------ Raw data ------
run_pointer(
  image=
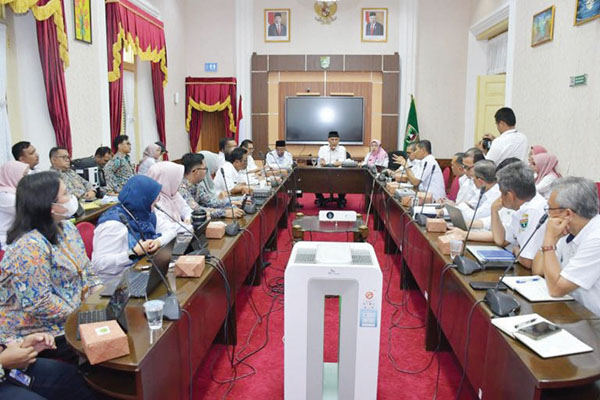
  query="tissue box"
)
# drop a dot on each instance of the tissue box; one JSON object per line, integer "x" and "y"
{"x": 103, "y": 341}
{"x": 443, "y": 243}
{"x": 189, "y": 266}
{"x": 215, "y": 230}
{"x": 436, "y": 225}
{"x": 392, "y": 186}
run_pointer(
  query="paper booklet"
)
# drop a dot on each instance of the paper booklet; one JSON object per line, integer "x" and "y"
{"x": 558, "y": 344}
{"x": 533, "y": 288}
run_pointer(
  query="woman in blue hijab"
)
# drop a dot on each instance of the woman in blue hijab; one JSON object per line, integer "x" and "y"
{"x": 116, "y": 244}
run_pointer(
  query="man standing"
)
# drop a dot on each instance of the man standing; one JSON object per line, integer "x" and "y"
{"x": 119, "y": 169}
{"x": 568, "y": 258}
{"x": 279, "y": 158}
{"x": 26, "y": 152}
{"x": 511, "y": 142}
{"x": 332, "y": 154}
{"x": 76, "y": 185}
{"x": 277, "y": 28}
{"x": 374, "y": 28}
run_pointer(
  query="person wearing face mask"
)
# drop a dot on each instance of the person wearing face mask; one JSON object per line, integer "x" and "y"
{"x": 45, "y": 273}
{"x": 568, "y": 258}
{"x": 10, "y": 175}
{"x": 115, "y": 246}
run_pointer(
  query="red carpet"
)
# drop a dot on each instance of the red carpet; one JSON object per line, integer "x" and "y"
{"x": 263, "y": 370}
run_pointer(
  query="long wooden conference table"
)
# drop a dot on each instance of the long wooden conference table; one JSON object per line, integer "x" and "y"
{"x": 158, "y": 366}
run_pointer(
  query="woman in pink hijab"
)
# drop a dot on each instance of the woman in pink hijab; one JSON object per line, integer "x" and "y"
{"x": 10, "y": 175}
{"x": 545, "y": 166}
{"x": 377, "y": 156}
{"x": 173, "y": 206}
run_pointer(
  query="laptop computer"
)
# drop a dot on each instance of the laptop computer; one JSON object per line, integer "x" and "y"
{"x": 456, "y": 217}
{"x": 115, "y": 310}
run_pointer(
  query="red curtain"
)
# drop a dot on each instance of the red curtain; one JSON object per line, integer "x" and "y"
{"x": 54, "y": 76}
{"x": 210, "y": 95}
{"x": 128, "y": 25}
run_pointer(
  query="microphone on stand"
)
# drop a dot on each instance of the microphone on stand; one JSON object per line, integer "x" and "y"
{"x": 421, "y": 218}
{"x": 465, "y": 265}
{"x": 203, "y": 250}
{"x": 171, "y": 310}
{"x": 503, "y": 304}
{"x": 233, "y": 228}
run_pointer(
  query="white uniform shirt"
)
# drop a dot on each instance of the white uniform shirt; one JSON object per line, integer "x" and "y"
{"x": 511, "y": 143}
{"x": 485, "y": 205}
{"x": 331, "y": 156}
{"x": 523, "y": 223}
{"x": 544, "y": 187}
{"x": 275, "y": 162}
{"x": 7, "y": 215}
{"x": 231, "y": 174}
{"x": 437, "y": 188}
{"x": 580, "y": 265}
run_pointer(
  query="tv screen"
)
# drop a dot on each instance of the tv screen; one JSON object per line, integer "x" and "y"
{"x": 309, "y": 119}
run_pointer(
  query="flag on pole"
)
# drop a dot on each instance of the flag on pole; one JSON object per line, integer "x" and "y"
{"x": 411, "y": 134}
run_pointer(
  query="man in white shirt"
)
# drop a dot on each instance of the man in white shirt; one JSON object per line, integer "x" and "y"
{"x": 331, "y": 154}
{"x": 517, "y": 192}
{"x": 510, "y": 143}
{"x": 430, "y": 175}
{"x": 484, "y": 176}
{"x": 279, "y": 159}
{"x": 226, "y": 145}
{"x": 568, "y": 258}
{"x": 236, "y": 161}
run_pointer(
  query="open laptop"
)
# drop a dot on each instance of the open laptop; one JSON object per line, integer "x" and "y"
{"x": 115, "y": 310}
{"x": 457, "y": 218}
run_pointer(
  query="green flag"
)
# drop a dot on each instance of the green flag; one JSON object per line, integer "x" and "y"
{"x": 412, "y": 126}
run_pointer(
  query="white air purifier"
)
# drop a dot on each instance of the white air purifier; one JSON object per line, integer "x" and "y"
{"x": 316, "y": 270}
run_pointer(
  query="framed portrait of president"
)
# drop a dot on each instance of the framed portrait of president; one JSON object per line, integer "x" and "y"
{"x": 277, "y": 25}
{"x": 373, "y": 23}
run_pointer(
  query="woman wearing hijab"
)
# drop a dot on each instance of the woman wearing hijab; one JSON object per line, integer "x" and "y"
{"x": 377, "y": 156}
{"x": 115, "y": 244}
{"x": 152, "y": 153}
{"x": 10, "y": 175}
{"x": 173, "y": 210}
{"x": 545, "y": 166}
------
------ Raw data ------
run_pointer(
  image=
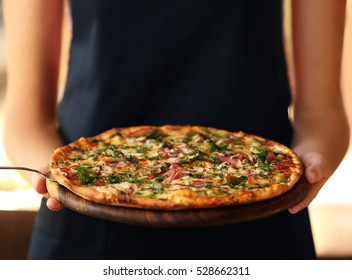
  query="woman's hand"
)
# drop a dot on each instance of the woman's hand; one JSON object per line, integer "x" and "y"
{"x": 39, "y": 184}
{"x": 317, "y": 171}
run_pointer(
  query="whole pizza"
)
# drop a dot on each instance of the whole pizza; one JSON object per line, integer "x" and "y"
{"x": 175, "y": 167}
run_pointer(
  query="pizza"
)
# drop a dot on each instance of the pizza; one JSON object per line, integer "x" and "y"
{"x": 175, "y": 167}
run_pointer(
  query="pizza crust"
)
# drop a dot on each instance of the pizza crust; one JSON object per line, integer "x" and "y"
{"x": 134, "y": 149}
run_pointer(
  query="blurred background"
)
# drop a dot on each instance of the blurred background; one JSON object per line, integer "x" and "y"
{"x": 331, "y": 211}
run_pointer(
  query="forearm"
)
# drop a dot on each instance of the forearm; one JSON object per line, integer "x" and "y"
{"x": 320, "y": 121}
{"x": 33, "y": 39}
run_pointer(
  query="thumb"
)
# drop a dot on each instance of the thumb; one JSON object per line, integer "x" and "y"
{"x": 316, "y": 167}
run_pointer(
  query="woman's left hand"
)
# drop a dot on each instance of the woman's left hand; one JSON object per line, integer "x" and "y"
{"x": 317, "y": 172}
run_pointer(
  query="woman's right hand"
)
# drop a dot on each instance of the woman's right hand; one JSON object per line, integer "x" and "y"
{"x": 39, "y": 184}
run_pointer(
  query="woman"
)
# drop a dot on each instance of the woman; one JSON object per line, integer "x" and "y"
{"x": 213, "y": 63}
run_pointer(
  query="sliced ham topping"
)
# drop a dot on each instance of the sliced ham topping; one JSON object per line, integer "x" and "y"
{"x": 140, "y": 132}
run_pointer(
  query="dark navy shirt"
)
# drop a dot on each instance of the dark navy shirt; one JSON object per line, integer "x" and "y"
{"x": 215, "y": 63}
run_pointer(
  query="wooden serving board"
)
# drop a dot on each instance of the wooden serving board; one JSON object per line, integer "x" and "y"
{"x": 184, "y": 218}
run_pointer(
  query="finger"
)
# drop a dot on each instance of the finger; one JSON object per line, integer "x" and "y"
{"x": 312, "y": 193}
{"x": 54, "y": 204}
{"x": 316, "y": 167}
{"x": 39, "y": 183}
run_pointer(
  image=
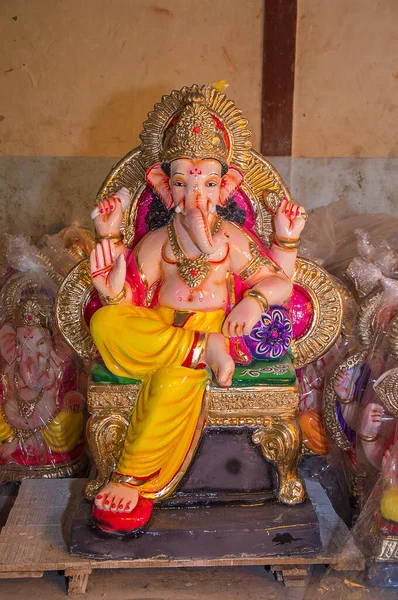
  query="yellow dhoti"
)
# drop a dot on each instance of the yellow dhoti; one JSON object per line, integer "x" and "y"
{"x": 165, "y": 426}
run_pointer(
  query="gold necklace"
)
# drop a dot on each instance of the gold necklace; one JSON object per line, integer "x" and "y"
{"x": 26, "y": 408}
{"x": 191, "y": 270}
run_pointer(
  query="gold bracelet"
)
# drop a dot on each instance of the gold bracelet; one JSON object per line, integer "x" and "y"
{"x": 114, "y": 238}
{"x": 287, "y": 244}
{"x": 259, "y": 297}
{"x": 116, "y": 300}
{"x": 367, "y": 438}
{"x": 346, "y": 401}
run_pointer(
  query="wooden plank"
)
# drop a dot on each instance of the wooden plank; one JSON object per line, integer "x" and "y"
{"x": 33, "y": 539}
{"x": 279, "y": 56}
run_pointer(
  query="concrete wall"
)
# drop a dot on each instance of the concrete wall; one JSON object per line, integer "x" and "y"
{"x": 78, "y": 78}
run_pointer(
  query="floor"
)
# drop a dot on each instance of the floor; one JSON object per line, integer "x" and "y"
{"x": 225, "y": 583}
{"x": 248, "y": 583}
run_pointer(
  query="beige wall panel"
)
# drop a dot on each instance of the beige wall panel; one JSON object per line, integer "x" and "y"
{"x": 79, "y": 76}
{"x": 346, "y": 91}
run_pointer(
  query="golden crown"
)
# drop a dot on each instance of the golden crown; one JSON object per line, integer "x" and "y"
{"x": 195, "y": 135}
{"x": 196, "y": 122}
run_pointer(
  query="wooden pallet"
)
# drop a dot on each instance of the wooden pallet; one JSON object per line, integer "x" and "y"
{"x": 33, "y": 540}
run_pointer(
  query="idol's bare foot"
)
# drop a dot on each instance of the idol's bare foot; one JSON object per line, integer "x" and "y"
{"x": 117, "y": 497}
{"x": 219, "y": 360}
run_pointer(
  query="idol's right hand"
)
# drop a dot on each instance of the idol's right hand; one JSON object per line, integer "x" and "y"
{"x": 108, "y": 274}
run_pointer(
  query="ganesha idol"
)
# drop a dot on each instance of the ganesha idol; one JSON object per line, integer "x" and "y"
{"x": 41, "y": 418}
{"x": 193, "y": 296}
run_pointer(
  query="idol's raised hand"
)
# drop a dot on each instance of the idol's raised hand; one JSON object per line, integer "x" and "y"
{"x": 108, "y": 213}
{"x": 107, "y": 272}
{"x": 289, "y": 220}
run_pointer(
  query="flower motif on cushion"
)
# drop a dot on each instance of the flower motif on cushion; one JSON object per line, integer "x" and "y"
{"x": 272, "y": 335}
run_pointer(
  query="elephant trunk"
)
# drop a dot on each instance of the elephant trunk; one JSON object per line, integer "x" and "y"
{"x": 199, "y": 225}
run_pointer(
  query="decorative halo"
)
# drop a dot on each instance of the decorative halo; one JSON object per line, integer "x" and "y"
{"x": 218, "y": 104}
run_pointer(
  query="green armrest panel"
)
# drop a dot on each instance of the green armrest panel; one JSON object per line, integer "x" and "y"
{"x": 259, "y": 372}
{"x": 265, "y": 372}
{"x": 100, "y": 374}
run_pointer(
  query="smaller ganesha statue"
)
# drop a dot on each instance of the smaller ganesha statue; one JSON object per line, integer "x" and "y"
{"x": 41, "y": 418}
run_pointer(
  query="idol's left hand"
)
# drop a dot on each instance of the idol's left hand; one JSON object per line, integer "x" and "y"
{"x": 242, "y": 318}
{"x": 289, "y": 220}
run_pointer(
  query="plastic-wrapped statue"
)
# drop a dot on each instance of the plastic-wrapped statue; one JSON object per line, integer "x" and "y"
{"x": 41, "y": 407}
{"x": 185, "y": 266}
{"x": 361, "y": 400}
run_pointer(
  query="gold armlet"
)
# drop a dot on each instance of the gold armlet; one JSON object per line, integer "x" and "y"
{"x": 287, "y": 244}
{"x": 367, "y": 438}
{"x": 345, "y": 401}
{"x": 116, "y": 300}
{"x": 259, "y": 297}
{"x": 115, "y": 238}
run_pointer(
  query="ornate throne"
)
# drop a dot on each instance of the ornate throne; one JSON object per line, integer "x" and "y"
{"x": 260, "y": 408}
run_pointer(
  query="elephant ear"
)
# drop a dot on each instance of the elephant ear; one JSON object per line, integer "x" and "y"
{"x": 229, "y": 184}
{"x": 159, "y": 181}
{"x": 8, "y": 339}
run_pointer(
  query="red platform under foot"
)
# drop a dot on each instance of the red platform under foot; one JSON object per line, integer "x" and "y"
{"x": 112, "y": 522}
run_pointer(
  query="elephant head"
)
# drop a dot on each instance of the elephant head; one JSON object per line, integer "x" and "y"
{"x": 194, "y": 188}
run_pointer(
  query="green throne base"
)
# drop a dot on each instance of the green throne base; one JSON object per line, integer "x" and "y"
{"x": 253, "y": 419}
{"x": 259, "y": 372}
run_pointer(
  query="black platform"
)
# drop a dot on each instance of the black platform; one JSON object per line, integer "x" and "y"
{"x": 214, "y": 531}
------
**Task objective**
Filter the entries above and copy every line that contains the string "foot". Case matters.

**The reply**
  query="idol's bare foot"
# drop a dot on each instance of the idol's bare foot; one JSON object per line, integer "x" and "y"
  query="red platform under foot"
# drop a dot on each instance of the red platform under foot; one JSON object per line, integer "x" and "y"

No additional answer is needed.